FPGA imple. of aes

- M
- manjunath.rg
  
  Contact options for registered users
posted
18 years ago

Wed, Mar 8, 2006 2:12 PM

We have been doing a project on high speed aes using subpippelining concepts we would be happy if we find some code which may help us.. if anyone in this group has any access pls help us

- M
- me_2003
  
  Contact options for registered users
Vote on answer
posted
18 years ago

Wed, Mar 8, 2006 2:45 PM

Take a look at the following cores, they might help you..

formatting link

Mordehay.

- M
- manjunath.rg
  
  Contact options for registered users
Vote on answer
posted
18 years ago

Thu, Mar 9, 2006 7:54 AM

i saw it its not of much help..as we are doing it based on subpipelining concepts and composite field arithmetic if you find something of such sort please do help us thanks in advance

- F
- fpga_toys
  
  Contact options for registered users
Vote on answer
posted
18 years ago

Thu, Mar 9, 2006 12:31 PM

do you have a C based implemention somewhere as an example?

- M
- me_2003
  
  Contact options for registered users
Vote on answer
posted
18 years ago

Thu, Mar 9, 2006 12:50 PM

I've made a implementation of the aes core in fpga which work with pipelining - i.e. only 4 sboxes that I use and itterate each 5 times for every round. I cannot give you the code/spec due to IP issues... the design nature depeneds on what is the speed (i.e. clk cycles) you need for each round and how much memories you can spare (dpbram = 2 sboxes). Hope it helps, Mordehay.

- H
- Hans
  
  Contact options for registered users
Vote on answer
posted
18 years ago

Thu, Mar 9, 2006 9:48 PM

See

formatting link

No pipelining but perhaps the testbench can save you some time.

Hans

formatting link

- A
- Allan Herriman
  
  Contact options for registered users
Vote on answer
posted
18 years ago

Fri, Mar 10, 2006 6:48 AM

You want to try it in your C -> hardware compiler? I'd be interested in the results.

AES is a public algorithm, and widely available. The original proposal (RIJNDAEL) was written in C, and is designed to give good performance on machines that can manipulate 8 bit chunks o' data (e.g. most modern CPUs), so it is a good match to C.

formatting link

Note that AES is a block cypher. These can be used with or without feedback around the outside. The latency isn't so important when not using feedback, which allows the use of subpipelining to increase the clock rate. Unfortunately, many of the interesting crypto applications use block cyphers with feedback (e.g. CBC, CFB), so the latency affects the throughput, and subpipelining doesn't help.

formatting link

Google shows that there are many papers claiming rather fast AES in FPGAs (with some fine print saying they're using a non-feedback mode). I've never seen a feedback mode cypher in a real world application get anything over some Gb/s.

Regards, Allan

- F
- fpga_toys
  
  Contact options for registered users
Vote on answer
posted
18 years ago

Fri, Mar 10, 2006 10:27 AM

Me too :)

■ Data
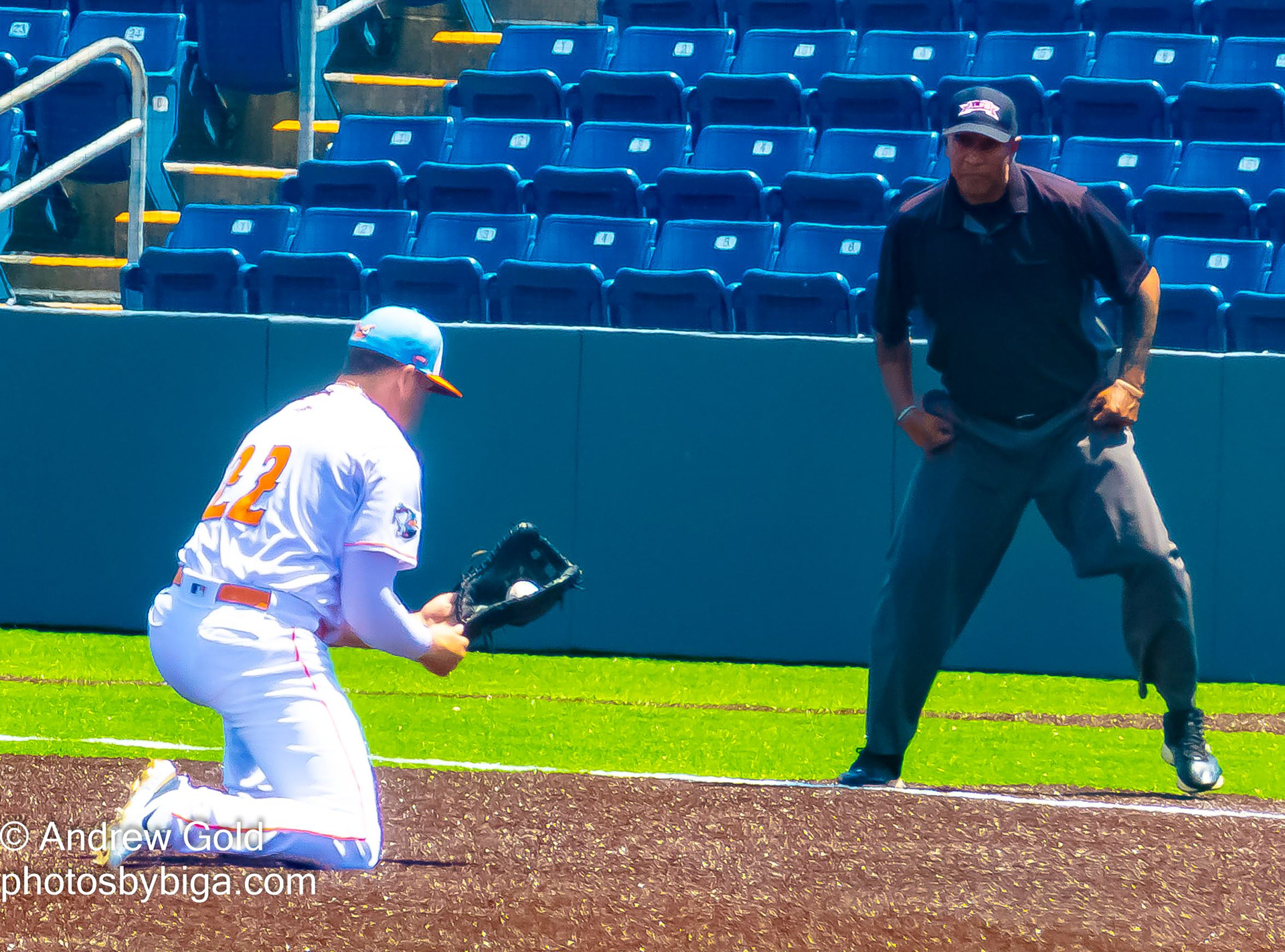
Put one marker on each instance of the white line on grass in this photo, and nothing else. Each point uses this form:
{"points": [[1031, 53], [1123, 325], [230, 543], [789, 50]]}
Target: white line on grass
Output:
{"points": [[1053, 802]]}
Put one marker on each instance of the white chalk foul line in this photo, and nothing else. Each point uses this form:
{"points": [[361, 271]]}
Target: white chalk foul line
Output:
{"points": [[1051, 802]]}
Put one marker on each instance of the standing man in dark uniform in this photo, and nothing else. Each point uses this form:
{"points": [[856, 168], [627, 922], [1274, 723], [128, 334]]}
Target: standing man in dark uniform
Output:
{"points": [[1001, 258]]}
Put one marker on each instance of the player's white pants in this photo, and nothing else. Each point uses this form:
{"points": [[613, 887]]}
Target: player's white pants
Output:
{"points": [[294, 757]]}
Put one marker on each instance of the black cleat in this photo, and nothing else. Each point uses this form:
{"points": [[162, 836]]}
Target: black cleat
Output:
{"points": [[1187, 751], [873, 770]]}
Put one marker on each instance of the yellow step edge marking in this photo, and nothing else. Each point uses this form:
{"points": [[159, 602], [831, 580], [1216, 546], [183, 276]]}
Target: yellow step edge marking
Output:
{"points": [[383, 80], [456, 36], [67, 306], [151, 217], [328, 126], [72, 261]]}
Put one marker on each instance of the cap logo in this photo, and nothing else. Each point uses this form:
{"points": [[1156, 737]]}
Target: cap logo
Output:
{"points": [[980, 106]]}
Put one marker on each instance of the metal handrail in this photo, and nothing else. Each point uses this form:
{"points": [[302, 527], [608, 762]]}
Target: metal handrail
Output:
{"points": [[135, 131]]}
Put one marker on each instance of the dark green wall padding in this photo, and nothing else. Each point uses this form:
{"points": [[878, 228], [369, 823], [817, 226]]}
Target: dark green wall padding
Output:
{"points": [[727, 496]]}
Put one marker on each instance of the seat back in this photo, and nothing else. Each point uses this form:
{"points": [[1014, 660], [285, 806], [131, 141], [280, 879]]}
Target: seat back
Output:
{"points": [[486, 238], [1229, 265], [687, 52], [26, 33], [895, 156], [766, 151], [1171, 60], [806, 53], [367, 233], [729, 248], [155, 35], [525, 145], [610, 244], [1251, 60], [1256, 167], [1049, 57], [406, 140], [927, 56], [644, 148], [247, 229], [850, 250], [563, 49]]}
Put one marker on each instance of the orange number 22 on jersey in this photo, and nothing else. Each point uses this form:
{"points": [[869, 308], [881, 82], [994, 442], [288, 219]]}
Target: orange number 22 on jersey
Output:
{"points": [[241, 510]]}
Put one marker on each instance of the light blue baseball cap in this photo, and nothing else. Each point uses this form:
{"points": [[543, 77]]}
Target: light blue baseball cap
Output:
{"points": [[408, 337]]}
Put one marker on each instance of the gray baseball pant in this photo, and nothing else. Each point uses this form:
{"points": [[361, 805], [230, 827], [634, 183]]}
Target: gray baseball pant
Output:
{"points": [[960, 514]]}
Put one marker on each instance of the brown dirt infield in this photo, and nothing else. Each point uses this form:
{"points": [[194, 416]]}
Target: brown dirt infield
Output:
{"points": [[522, 861]]}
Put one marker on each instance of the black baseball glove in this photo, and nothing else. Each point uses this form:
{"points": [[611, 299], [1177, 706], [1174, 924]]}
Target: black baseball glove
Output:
{"points": [[485, 601]]}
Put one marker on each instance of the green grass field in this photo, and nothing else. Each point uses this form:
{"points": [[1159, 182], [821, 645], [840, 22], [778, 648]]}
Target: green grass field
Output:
{"points": [[76, 694]]}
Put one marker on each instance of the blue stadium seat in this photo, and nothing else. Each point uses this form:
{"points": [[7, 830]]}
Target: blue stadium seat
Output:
{"points": [[937, 16], [607, 166], [1227, 18], [1118, 170], [928, 57], [1047, 57], [1026, 93], [205, 258], [446, 272], [812, 287], [852, 173], [782, 15], [1039, 151], [1230, 113], [98, 100], [1029, 16], [663, 13], [529, 70], [687, 286], [1152, 16], [487, 165], [729, 170], [1251, 60], [563, 280], [329, 262], [1225, 264], [1167, 58], [806, 53], [1256, 322], [869, 102], [26, 33], [1194, 212], [652, 74], [1116, 108], [769, 99], [254, 47], [1256, 167]]}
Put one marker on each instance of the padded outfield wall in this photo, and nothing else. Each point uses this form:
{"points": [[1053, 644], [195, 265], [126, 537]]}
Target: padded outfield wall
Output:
{"points": [[727, 496]]}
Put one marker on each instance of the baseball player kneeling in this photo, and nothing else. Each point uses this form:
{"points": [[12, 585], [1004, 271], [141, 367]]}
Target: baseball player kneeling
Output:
{"points": [[296, 553]]}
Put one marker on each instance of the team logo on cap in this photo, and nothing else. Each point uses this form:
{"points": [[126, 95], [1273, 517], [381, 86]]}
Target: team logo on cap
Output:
{"points": [[980, 106], [405, 522]]}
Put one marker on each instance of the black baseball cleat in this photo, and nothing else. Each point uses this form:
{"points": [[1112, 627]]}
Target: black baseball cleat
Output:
{"points": [[1187, 751], [873, 770]]}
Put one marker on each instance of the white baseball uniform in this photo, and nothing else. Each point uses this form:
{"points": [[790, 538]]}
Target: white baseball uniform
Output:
{"points": [[238, 630]]}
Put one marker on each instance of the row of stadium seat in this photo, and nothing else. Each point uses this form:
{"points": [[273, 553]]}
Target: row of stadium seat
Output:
{"points": [[751, 173], [589, 270], [1220, 17]]}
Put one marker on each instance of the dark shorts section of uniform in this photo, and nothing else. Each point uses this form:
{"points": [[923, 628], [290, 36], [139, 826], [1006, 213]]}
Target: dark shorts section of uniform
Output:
{"points": [[959, 518]]}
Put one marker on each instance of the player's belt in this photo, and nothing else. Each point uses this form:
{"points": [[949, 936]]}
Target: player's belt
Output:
{"points": [[237, 594]]}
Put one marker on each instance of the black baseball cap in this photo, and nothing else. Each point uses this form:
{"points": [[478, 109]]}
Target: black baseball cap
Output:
{"points": [[984, 111]]}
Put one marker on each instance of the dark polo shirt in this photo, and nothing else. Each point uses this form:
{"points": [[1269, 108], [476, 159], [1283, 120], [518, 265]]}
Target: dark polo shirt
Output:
{"points": [[1011, 307]]}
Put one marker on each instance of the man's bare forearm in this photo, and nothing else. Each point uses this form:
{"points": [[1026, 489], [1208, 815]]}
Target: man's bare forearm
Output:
{"points": [[1138, 330], [896, 371]]}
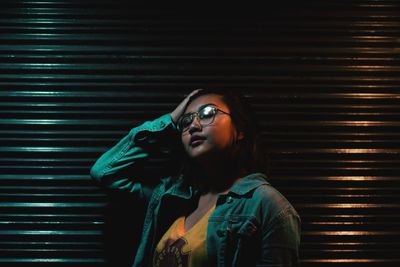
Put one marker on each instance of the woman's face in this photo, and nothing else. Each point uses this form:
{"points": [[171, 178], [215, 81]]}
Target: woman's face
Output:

■ List of tasks
1 - Using the AES forum thread, answer the following:
(a) How many sboxes does me_2003 say his pipelined design uses?
(b) In what language was the original AES proposal written?
(c) Which two feedback modes does Allan Herriman give as examples of block cyphers used with feedback?
2 - Rewrite the AES forum thread starting at "You want to" and ending at "match to C.", swapping "public algorithm" for "open algorithm".
3 - Extend the forum thread on FPGA implementation of AES past its last post.

■ Results in order
1 -
(a) 4
(b) C
(c) CBC and CFB

2 -
You want to try it in your C -> hardware compiler? I'd be interested in the results.

AES is a open algorithm, and widely available. The original proposal (RIJNDAEL) was written in C, and is designed to give good performance on machines that can manipulate 8 bit chunks o' data (e.g. most modern CPUs), so it is a good match to C.

3 -
I'll take a look at it this weekend, as it might make another interesting example for the next FpgaC release. I have a pipelined RSA-72 I did two years ago when looking at building dnet engines that is a monster because of the barrel shifters and LUT RAMS required for retiming. First glance at the referenced materials suggests the problem with AES is going to be 80 or more block rams for S box lookups tables to get any reasonable parallelism. It's not clear there is an easy way to avoid using sbox tables, as the algorithm for creating the table is itterative. The rest of the requirements per round seem pretty timid. I have a couple ideas to ponder first.

The feedback chaining clearly limits performance unless you have a fair number of independent concurrent streams that can be muxed into the pipeline - like a 11 port mux/switch used to breakout a very fast connection.

- B
- backhus
  
  Contact options for registered users
Vote on answer
posted
18 years ago

Fri, Mar 10, 2006 11:24 AM

Hi Allan, interesting point, but have you thought about what the reasons may be?

Let's do some (approximative) calculations.

Assume you have a single AES-Round that runs with a 100MHz Clock. This round needs at least 10 clocks to produce an AES Cipher.

With 128 Bits Data width that gives:

128 * 100e6 /10 = 1,28e9 Bits per second

So that is the limit for the assumed circuit.

Adding a feedback path for block cipher modes will extend the number of clocs to create a ciper.

Let's assume 14 clocks to produce a CBC cipher

Now we have:

128 * 100e6 /14 = 914,3e6 Bits per second

That's all what's possible with the assumed circuit.

How can we increase the throughput?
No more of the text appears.